## [Things to do]
(A) In the forum thread on reloading powders, reproduce the part that opens with the words containing "Allied powder, tight" and closes with "(Sep 28, 2011)".
(B) Restate only the records from the line containing "One point lands on each instance of the dark sea" through the end of the records, keeping every request line unchanged. Multiply each point coordinate in the answers by 0.25, rounding to whole numbers with halves going up.

## [Given passage]
◇ ◇ ◇ ◇ ◇ ◇ ◇
# Reloading Powders - Which Are Your Favorites & Why?



## JohnnyFlake (Jan 30, 2008)

I would like to get some thoughts on which powders are preferred for a few different rounds.

Which are your personal favorite powders for reloading a

.38spl with 158gr Lead or Cast SWC

.45acp with 230gr Lead or Cast SWC

.45 Colt with 255gr Lead or Cast SWC

Note: I am not looking for recipes, just brand names.


----------



## JBarL (Sep 15, 2011)

Allied powder, tight group powder are good quality powders to look into too. there are others out there but just google reloading powders and alot will come up do your research and read up on the different ones good luck.
JBarL


----------



## Rockhound (Sep 28, 2011)

I reload 38 Special (158 grain Pb), 45 ACP (230 grain Pb and and FMJ), and 44 Special (200 grain Pb) using Unique smokless powder. Unique had a reputation of being a dirty powder, but they re-formulated it in the past couple of years, and I do not find it any "dirtier" than other powders I have used.


----------



## recoilguy (Apr 30, 2009)

Tite Group is a pretty good very fast burning powder that you can load a lot of bullets with a pound. It does give a flash and leave your gun pretty dirty but makes accurate and consistant bullets. You can load a relatiely soft load with Tite Group after some trial and re trial. It is my second favorite powder

The best powder I have found for, 9mm at least, is* Vit N320*. It is a soft shooting, very clean, consistantly accurate powder. I know I know it costs alot...Blah blah blah. You get 1750 rounds per pound. thats like and extra penny and a half per round. I load alot of bullets so thats a lot of penny and a halves. To me it just doesn't matter. N320 is the best powder and unless I can't get it, I use it. Like I said before it is a soft shooting, very clean powder. After I tried it one time i was hooked. If I can't get it and can't wait I will use Tite Group, easy to find half the cost of N320 and it does work real well.
◇ ◇ ◇ ◇ ◇ ◇ ◇
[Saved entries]

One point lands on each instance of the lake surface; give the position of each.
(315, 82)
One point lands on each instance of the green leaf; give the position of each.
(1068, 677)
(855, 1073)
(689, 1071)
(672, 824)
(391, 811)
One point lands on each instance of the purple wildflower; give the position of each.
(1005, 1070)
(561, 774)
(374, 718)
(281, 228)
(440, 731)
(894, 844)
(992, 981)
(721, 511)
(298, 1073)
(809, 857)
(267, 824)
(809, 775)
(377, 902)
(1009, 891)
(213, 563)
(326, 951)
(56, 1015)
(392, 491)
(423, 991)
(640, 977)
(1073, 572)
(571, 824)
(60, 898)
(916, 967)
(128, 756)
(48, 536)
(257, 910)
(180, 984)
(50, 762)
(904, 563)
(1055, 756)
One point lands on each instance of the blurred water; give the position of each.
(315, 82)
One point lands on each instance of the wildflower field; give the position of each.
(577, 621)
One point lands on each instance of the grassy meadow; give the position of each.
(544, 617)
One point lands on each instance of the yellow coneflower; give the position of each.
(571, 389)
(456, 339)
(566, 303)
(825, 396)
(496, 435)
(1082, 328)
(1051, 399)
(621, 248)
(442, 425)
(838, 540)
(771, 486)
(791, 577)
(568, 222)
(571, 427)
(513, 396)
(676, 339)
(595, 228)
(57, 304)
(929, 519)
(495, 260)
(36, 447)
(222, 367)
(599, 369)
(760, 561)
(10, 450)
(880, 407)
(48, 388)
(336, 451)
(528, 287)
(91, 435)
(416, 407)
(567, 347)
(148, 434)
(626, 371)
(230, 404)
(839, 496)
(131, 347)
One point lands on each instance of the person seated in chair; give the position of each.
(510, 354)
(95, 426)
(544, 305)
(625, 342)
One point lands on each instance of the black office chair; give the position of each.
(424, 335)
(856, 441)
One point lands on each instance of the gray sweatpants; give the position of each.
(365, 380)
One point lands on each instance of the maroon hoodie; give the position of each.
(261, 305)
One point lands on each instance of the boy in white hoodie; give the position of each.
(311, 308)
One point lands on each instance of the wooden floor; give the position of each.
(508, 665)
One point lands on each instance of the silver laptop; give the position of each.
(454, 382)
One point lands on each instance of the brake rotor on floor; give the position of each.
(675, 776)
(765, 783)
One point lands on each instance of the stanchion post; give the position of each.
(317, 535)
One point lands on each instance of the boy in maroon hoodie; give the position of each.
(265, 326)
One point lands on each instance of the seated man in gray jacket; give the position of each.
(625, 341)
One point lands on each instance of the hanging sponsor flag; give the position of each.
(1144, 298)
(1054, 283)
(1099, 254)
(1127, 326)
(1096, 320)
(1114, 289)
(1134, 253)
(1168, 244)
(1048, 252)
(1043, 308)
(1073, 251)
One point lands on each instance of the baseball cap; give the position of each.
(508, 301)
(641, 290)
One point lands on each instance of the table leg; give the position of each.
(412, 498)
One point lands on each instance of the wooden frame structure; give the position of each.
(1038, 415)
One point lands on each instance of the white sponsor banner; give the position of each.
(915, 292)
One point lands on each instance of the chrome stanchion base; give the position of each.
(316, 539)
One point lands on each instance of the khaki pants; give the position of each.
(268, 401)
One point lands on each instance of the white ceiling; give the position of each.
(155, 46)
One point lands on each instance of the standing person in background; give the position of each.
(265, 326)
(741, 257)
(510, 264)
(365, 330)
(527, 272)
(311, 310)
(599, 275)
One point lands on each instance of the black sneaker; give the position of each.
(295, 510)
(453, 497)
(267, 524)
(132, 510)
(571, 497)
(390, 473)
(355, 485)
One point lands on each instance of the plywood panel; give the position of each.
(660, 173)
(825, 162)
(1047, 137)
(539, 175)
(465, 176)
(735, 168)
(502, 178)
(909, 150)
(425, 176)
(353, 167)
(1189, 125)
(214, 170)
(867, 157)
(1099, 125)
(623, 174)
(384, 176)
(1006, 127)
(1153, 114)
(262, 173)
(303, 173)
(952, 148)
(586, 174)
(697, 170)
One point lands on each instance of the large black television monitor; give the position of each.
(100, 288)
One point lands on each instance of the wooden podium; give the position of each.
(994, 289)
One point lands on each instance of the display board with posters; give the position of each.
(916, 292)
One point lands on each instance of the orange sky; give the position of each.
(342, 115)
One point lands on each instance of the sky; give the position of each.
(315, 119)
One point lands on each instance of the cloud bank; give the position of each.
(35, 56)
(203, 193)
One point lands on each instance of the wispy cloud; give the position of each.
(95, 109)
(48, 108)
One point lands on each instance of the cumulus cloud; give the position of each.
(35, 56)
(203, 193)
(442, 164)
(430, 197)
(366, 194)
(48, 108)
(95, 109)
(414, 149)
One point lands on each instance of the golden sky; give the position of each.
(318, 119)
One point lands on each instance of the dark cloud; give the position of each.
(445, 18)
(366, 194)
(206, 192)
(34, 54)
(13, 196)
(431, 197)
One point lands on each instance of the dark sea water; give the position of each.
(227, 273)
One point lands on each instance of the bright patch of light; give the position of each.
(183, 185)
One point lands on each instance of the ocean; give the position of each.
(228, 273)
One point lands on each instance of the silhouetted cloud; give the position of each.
◇ ◇ ◇ ◇ ◇ ◇ ◇
## [Solutions to the exercise]
(A)
Allied powder, tight group powder are good quality powders to look into too. there are others out there but just google reloading powders and alot will come up do your research and read up on the different ones good luck.
JBarL


----------



## Rockhound (Sep 28, 2011)

(B)
One point lands on each instance of the dark sea water; give the position of each.
(57, 68)
One point lands on each instance of the bright patch of light; give the position of each.
(46, 46)
One point lands on each instance of the ocean; give the position of each.
(57, 68)
One point lands on each instance of the silhouetted cloud; give the position of each.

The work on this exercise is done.